* [INFORMATION]:
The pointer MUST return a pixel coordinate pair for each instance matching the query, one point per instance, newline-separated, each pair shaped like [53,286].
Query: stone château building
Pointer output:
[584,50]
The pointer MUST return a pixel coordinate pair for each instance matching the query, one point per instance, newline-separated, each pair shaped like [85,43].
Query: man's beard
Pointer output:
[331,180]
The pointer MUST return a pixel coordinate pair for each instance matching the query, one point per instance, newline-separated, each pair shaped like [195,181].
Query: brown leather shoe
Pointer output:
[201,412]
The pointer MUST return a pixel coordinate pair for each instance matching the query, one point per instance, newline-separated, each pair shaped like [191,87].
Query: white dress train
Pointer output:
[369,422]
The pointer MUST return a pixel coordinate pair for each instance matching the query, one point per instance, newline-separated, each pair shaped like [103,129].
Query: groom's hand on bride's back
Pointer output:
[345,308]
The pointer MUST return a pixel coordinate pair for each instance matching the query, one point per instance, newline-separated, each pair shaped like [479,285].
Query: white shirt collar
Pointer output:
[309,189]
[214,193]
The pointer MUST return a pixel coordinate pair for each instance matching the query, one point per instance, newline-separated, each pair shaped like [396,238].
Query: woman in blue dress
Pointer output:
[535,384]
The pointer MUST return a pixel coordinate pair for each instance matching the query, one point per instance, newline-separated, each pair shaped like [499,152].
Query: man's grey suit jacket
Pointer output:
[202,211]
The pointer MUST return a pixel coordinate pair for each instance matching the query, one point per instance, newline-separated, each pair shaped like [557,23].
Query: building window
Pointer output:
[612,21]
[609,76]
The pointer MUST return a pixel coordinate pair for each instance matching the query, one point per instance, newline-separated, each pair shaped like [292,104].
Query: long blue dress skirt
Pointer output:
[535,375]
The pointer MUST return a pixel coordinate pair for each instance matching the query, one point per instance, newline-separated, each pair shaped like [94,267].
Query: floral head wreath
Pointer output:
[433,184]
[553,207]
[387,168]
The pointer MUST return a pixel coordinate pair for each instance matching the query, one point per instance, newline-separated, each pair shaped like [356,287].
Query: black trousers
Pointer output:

* [DIRECTIONS FOR THIS TASK]: What is the number of lines in the records that contain the word "blue"? Answer with the number and nothing else.

* [EXERCISE ANSWER]: 2